- [Given problem]:
Rewrite the items from the line with "If you would be willing to indicate the tree line" through the last of the items, substituting "patch of grass" for "grass patch" and leaving everything else unchanged.

- [Dataset rows]:
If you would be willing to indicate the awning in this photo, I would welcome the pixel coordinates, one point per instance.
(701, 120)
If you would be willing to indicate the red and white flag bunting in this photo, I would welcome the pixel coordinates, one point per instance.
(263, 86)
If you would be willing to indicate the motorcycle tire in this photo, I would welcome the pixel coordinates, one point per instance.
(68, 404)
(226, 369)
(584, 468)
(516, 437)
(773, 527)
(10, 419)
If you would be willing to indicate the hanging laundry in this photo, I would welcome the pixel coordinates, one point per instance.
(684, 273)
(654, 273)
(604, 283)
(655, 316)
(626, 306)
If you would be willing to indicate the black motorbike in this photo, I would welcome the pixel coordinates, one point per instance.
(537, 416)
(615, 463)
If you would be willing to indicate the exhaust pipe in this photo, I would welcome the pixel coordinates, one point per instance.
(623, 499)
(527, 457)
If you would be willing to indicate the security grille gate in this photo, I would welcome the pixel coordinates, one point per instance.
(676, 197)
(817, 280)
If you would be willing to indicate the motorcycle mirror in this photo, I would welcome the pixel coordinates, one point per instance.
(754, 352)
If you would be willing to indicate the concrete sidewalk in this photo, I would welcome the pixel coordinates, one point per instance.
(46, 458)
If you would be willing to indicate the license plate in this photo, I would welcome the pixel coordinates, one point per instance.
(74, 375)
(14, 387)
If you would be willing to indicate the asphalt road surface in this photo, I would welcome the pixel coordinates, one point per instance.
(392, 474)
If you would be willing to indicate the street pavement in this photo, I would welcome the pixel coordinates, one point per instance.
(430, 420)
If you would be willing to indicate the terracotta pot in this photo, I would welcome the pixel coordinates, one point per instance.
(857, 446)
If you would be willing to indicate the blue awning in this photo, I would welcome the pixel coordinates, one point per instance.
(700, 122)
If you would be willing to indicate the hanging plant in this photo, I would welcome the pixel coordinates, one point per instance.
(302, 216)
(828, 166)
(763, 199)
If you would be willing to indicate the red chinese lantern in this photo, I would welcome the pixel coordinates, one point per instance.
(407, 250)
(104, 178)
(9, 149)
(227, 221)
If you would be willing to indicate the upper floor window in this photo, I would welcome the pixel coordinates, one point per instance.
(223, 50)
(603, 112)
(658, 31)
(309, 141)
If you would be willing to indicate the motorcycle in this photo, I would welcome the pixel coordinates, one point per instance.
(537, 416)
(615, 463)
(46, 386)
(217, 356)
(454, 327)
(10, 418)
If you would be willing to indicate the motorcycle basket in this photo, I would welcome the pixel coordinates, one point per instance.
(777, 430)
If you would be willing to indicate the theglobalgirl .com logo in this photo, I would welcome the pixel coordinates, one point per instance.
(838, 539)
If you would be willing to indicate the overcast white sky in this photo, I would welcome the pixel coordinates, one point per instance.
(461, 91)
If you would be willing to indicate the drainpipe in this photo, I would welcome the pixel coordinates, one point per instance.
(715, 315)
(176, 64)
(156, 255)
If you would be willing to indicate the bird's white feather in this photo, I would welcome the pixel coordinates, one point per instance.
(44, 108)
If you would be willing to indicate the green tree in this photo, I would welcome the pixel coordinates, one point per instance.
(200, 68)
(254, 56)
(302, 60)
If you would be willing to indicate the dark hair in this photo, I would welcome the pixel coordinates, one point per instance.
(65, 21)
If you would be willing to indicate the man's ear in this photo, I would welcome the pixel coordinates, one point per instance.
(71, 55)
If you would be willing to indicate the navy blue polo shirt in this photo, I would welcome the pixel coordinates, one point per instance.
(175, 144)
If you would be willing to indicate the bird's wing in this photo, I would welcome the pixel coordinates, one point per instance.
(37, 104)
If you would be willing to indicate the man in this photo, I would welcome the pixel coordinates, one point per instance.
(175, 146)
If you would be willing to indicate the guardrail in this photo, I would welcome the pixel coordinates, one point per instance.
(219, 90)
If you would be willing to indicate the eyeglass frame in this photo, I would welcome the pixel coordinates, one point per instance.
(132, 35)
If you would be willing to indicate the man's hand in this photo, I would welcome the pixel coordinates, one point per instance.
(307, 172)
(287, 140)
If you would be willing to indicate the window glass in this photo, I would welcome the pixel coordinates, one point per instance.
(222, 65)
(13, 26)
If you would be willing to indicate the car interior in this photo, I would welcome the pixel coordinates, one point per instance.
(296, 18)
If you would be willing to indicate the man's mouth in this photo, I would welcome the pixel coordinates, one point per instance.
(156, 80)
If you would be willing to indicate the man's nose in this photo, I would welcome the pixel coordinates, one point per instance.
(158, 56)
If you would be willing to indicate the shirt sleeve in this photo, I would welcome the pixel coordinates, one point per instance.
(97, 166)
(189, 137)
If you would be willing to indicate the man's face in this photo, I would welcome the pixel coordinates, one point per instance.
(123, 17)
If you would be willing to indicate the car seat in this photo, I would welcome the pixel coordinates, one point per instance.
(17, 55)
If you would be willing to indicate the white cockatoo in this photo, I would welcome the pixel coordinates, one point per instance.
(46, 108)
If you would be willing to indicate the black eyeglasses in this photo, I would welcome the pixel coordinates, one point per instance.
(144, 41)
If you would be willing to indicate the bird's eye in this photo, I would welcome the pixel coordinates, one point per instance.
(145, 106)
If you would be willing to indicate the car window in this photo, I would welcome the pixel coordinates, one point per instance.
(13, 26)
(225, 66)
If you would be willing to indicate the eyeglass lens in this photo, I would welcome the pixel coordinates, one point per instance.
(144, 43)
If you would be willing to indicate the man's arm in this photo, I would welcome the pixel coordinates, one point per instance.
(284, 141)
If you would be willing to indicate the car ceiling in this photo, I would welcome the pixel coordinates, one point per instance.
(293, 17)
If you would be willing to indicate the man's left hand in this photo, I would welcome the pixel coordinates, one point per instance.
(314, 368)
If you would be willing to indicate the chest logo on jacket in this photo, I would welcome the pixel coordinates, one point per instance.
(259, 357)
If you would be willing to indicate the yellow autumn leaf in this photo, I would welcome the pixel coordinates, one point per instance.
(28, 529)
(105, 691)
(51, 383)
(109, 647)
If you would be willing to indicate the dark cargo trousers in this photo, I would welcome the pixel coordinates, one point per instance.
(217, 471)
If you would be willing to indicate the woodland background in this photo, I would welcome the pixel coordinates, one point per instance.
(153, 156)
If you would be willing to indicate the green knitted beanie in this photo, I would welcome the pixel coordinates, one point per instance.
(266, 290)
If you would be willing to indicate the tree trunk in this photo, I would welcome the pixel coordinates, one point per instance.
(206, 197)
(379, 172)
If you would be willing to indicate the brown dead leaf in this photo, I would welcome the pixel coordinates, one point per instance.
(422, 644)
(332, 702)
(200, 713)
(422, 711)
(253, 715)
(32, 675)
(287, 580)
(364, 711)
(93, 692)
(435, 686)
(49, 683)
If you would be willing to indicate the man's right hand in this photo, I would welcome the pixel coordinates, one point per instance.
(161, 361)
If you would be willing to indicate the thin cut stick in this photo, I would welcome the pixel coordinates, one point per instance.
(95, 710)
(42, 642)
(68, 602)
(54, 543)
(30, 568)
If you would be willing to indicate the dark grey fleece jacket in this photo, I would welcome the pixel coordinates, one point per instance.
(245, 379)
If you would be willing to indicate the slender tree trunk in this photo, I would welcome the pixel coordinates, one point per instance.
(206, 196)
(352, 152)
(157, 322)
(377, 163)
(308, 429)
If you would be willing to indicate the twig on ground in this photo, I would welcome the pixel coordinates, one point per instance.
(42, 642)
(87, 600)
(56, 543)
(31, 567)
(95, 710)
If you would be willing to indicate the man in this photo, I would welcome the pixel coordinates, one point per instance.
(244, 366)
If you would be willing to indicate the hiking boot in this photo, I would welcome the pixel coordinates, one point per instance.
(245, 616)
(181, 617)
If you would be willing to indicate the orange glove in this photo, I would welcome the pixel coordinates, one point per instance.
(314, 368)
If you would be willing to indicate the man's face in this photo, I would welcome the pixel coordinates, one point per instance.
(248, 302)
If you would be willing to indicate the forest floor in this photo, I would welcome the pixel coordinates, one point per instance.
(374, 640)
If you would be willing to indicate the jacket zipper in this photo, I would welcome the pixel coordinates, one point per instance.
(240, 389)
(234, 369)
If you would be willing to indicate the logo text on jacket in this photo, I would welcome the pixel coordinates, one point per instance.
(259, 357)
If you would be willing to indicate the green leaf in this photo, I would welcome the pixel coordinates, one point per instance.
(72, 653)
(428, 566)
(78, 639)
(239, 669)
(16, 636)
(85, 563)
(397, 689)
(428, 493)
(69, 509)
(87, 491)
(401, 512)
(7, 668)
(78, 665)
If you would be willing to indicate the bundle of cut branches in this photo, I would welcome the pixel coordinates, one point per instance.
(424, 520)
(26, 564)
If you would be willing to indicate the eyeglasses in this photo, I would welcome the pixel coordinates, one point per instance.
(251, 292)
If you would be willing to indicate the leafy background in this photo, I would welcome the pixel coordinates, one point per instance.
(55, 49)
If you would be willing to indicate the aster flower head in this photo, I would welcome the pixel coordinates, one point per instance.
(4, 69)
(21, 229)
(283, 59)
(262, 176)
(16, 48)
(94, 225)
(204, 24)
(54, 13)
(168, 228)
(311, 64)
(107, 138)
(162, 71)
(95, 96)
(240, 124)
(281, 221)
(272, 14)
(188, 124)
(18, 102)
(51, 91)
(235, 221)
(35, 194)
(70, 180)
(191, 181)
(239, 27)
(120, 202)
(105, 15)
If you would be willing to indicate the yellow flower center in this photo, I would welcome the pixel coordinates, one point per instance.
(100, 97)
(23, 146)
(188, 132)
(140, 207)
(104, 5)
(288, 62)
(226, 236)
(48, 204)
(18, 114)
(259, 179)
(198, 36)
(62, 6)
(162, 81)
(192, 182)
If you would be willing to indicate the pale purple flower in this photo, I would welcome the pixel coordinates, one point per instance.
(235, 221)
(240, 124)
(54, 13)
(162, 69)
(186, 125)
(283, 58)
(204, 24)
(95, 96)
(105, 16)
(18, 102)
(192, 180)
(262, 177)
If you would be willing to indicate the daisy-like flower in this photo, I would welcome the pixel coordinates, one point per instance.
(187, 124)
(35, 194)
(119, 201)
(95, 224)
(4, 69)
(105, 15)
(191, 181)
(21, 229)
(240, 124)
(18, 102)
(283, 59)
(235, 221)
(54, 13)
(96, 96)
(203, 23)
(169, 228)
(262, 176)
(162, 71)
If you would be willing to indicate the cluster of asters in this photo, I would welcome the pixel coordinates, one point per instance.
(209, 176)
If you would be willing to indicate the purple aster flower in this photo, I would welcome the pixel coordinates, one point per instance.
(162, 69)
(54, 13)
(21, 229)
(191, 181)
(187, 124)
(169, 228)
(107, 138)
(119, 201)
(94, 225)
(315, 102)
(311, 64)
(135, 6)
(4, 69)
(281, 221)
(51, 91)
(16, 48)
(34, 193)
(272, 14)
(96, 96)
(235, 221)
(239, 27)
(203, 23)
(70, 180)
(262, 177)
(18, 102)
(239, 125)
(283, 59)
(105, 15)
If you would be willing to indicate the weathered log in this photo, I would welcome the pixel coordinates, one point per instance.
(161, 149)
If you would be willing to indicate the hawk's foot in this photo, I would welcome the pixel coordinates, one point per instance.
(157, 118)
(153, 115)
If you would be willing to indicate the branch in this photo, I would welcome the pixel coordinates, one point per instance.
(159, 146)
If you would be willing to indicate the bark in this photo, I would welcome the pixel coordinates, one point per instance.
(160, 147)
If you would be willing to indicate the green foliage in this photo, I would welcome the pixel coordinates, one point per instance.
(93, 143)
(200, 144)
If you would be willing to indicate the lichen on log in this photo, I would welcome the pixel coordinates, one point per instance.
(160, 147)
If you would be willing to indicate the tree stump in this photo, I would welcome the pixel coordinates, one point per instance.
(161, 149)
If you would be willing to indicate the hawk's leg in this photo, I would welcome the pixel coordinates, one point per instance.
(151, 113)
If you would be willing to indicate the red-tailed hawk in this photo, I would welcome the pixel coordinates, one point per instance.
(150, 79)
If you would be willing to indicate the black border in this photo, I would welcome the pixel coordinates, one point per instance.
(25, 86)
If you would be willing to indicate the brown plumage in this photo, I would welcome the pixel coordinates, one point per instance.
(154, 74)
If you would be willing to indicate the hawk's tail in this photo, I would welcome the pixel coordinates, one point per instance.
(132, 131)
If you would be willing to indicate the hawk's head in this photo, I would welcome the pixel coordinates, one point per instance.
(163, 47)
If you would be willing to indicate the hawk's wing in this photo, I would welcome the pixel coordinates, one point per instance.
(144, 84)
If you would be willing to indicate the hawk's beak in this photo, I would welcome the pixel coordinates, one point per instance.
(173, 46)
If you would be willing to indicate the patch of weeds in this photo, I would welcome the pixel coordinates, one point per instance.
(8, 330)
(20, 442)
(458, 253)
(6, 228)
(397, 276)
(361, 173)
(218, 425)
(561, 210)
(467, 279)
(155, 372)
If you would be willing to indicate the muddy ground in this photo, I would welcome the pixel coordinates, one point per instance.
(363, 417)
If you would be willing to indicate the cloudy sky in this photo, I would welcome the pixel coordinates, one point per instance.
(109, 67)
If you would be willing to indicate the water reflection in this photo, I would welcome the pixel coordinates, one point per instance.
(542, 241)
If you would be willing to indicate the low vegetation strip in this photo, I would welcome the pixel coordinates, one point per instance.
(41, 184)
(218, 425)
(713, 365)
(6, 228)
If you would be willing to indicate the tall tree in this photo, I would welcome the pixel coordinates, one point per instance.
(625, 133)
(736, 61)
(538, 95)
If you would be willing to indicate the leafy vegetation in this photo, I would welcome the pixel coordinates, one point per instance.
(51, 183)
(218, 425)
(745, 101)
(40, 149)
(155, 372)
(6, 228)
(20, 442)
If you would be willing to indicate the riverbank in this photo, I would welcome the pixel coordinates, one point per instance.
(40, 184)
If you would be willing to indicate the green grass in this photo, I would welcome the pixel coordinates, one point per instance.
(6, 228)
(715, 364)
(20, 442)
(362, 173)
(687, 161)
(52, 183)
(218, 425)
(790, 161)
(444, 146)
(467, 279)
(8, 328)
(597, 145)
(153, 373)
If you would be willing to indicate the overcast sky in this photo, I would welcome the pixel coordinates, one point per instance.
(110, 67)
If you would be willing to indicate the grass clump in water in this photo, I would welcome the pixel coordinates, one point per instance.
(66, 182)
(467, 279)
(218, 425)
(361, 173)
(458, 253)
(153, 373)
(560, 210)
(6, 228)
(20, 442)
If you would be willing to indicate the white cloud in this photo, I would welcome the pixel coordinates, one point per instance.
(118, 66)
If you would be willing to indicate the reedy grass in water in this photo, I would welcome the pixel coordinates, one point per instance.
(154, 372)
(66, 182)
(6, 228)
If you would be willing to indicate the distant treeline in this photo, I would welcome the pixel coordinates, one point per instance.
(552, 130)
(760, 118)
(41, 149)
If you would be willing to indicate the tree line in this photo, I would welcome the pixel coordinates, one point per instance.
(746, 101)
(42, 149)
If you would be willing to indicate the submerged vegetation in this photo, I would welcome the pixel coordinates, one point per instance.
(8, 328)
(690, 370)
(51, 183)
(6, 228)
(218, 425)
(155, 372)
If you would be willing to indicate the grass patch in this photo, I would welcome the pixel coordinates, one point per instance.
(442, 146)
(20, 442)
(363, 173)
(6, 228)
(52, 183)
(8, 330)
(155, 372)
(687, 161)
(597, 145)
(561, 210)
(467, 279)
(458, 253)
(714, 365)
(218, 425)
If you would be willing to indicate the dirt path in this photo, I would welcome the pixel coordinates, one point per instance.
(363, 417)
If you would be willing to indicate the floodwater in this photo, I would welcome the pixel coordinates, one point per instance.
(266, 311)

- [Solution for this problem]:
If you would be willing to indicate the tree line in this photo, I would welcome the pixel coordinates, one point per instance.
(746, 101)
(42, 149)
If you would be willing to indicate the submerged vegetation in this photo, I would welcome the pixel coordinates, one point per instance.
(8, 328)
(690, 370)
(51, 183)
(6, 228)
(218, 425)
(155, 372)
If you would be willing to indicate the patch of grass in this photo, I would welcome the pixel coordinates, one point per instance.
(442, 146)
(20, 442)
(363, 173)
(6, 228)
(52, 183)
(8, 330)
(155, 372)
(687, 161)
(597, 145)
(561, 210)
(467, 279)
(458, 253)
(714, 365)
(218, 425)
If you would be willing to indicate the dirt path in this photo, I would welcome the pixel coordinates, one point per instance.
(363, 417)
If you would be willing to indicate the floodwater in this photo, I would welcome the pixel coordinates, one point per instance.
(266, 311)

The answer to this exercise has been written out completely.